* [Exercise task]: Render the lines of the material below as a numbered list, omitting any blank lines.

▬▬▬▬▬▬

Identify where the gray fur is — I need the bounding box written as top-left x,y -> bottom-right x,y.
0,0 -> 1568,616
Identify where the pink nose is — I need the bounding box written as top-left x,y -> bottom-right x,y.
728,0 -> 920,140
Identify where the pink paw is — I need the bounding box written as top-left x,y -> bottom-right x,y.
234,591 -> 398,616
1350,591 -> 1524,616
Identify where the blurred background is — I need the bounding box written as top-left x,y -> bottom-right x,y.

▬▬▬▬▬▬

* [Task response]:
1. Identify where the gray fur is — I need the bounding box written as top-left x,y -> bottom-right x,y.
2. 0,0 -> 1568,616
3. Identify where the pink nose is — I need the bounding box written as top-left x,y -> bottom-right x,y.
4. 728,0 -> 920,140
5. Identify where the pink paw is — I need the bounding box written as top-left x,y -> bottom-right x,y.
6. 234,591 -> 398,616
7. 1350,591 -> 1524,616
8. Identify where the blurred background is — I need the bounding box written as top-left x,y -> bottom-right x,y.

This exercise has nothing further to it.